### GIVEN PASSAGE
+-------+
To assign a value to a variable, use the = sign:
$x = 4;
Notice this is a single equal sign, not the == that we saw above as a number comparison
operator.
We could also define the variable using quotes around the value:
$x = "4";
Using quotes, the variable will be treated as a string instead of a number. Most
of our discussion in this book will be around the handling of strings, not numbers,
but if you need to do a lot of math in your programming, remember: leave out the
quotes in variable assignment.
What is this talk of "strings"? A string is a way of describing any
sequence of characters which is considered textual in nature, not numeric. The
concept of manipulating strings describes most webmastering tasks done in Perl.
Scalar variables give you control over strings or numbers, one at a time.
arrays
An array is a list of values and is denoted by the @ symbol. Making lists of
variables is a logical way to solve certain problems in programming. Each value
within an array is known as an element. Let's declare a three-element
array:
@dogs = ("Fido", "Rover", "Buddy");
Each element in the array is actually a scalar variable, and is numbered by
Perl starting with 0. To print "Fido" and only "Fido" we
would access the first element in the array like this:
print "$dogs[0] is a bad dog.";
And we get:
Fido is a bad dog.
Similarly:
print "$dogs[1] and $dogs[2] are good dogs.";
We get:
Rover and Buddy are good dogs.
What if we printed the array as a whole?
print "@dogs";
We get:
FidoRoverBuddy
We can deal with the array as a whole more gracefully (the above isn't very readable)
by using the foreach clause. This is especially useful
for arrays with many, many elements that would be laborious to name individually.
using library files with require
If you are designing a larger system, you may want to have certain variable values
available to you in more than one script. For instance, you may have variables
which represent the full paths to certain important files, and you'd like to avoid
having to edit these paths in many places if they ever change. Make your Perl
program dependent on another Perl program using require, and you can
establish a library file as a central warehouse for your commonly reused variables.
The method is quite similar to what we did with loading external Javascript and
CSS files, making them avaiable to many HTML documents in that case.
In most cases, place your require statement(s) near the top of your Perl program
so that the library file is executed right away. Your main program then inherits
any variable values, subroutines or outright statements made by the library file:
require ("../coordinator.lib.pl");
I called our library file "coordinator", and added a ".lib"
extension before the ".pl" just to remind myself that this is a library.
The main difference between Perl libraries and Perl programs is that libraries
are never the first to be executed. They are helper files for your main programs.
What might coordinator.lib.pl look like inside? First of all it must have a shebang
line so that it knows where to find perl. Then you might define a couple of paths
and maybe a URL that you find yourself using over and over in your various programs.
You might also centralize your database connection
information.
#!/usr/bin/perl
# set the parameter values for the MySQL connection
$databaseName = "clients";
$databaseUser = "marcus";
$databasePw = "superfly23";
########################
# url
$mindmined="http://www.mindmined.com";
# site root
$root="/home2/mindmined";
$www="$root/www";
The more commonly reused information you can store in a library file, the easier
it will be to migrate your system to another server when paths and database logins
tend to change. It will be obvious which variables you find yourself establishing
over and over again in your scripts. Identify them and move them to your library
file, referring only to the variables (such as $databaseUser) in your main programs.
+-------+
### RECORDS SUPPLIED
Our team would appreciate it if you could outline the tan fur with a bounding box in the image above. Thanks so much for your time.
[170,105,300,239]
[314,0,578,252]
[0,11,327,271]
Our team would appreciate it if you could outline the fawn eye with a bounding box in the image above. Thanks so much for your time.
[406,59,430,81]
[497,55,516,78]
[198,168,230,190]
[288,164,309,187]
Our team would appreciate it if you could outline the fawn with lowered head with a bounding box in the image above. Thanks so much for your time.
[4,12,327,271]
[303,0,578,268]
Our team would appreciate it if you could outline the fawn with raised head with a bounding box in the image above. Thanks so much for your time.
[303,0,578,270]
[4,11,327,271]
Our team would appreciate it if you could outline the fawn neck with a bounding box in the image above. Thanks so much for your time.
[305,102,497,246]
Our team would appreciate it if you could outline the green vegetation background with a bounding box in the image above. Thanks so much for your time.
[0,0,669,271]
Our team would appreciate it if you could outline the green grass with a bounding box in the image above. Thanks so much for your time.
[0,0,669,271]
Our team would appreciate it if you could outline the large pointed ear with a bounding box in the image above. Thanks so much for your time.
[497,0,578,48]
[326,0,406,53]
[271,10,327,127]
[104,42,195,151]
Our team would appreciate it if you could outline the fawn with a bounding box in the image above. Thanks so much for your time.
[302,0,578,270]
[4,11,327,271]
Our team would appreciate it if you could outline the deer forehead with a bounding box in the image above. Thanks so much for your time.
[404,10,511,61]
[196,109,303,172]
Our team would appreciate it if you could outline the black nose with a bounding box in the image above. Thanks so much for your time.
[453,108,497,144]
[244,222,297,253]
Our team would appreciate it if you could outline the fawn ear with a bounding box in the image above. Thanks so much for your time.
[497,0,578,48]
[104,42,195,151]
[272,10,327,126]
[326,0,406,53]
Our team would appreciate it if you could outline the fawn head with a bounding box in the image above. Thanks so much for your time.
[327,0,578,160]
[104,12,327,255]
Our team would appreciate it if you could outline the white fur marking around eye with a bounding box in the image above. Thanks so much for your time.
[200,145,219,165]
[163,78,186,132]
+-------+
### GOALS
1 - Arrange the rows between the line holding "fawn with lowered" and the line holding "[305,102,497,246]", inclusive, as a numbered list with blank lines left out.
2 - Pick up the Perl tutorial after its final sentence and keep writing it.
The rows are unrelated to the Perl tutorial.

### TASK-BY-TASK RESULTS
1 -
1. Our team would appreciate it if you could outline the fawn with lowered head with a bounding box in the image above. Thanks so much for your time.
2. [4,12,327,271]
3. [303,0,578,268]
4. Our team would appreciate it if you could outline the fawn with raised head with a bounding box in the image above. Thanks so much for your time.
5. [303,0,578,270]
6. [4,11,327,271]
7. Our team would appreciate it if you could outline the fawn neck with a bounding box in the image above. Thanks so much for your time.
8. [305,102,497,246]

2 -
error handling with || die
Unfortunately, programs do not always tell you why they fail when they do. And
when you are in the process of writing a program, you are failing all the time.
Writing a Perl program is the same as using other languages, including English:
your first draft will have mistakes, typos and syntactical missteps, and a computer
is worse than your pickiest grammar teacher in grade school.
In order to force Perl to tell you exactly why your script is failing,
it is important to "trap" for errors. Many Perl statements, upon failure,
simply move on to the next statement without completing the last task properly.
One important place to do this is when you are accessing other files. Here is
the first step of opening a file for reading:
open FILE, "users.txt";
If users.txt exists right in that same directory, and we are given authorization
(read permission) to open it, all will be well. But if the file is missing or
protected, this statement will fail, but we'll receive no explicit statement
to that effect. We'd have to figure out where the program failed by some other
means.
To get a relevant error message, add the "or" operator (||) after
the basic statement and force the program to quit there and then with "die".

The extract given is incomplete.